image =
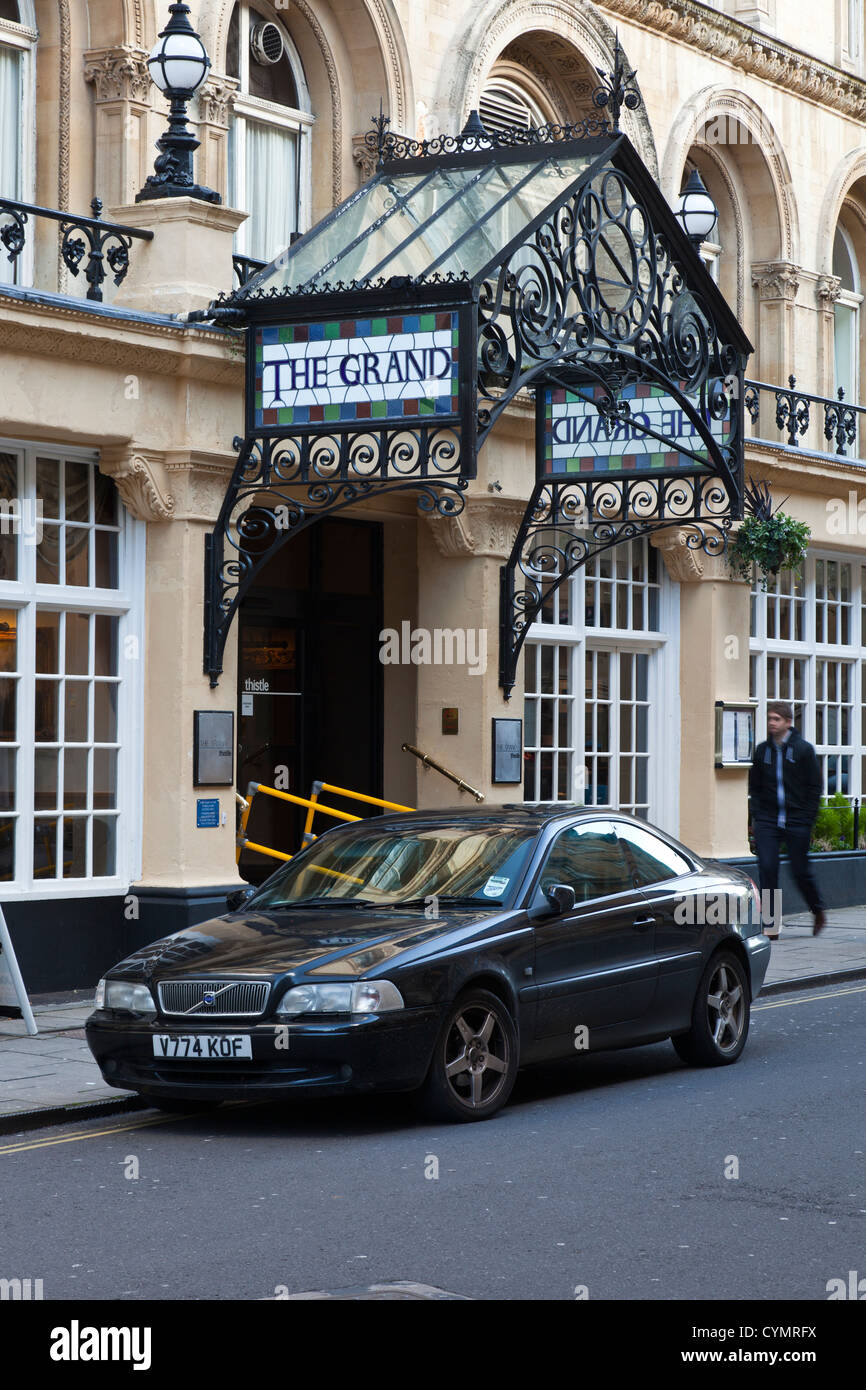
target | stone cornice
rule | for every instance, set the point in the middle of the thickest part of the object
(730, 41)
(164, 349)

* * *

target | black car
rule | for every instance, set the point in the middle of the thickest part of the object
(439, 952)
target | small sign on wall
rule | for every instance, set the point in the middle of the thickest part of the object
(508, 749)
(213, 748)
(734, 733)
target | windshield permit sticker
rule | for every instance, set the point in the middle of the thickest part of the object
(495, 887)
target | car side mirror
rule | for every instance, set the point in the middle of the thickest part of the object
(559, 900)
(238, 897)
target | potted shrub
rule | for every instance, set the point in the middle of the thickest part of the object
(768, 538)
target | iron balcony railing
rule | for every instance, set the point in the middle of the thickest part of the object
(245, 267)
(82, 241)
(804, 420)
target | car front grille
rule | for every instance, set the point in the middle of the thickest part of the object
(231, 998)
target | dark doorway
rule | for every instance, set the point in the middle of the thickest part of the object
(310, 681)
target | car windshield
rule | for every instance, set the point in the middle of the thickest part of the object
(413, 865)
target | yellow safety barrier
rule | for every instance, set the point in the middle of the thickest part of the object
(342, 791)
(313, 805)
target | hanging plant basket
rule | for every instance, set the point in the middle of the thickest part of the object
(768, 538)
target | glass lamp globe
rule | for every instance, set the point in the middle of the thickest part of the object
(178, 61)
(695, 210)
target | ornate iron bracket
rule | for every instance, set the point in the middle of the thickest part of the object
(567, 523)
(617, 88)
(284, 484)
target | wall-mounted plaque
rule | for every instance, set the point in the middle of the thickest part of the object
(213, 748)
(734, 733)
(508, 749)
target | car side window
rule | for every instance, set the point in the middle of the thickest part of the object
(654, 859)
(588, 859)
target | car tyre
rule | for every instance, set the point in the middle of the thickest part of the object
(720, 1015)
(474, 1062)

**Task brief:**
Express the records between the lines holding "target | car side window" and "(474, 1062)", inclusive, as a numbered list, leaving out any blank lines.

**Finished task:**
1. target | car side window
2. rule | for every instance, set the point in the middle of the thickest part of the object
3. (654, 859)
4. (588, 859)
5. target | car tyre
6. rule | for every instance, set the point in the middle of the thickest part of the object
7. (720, 1015)
8. (474, 1062)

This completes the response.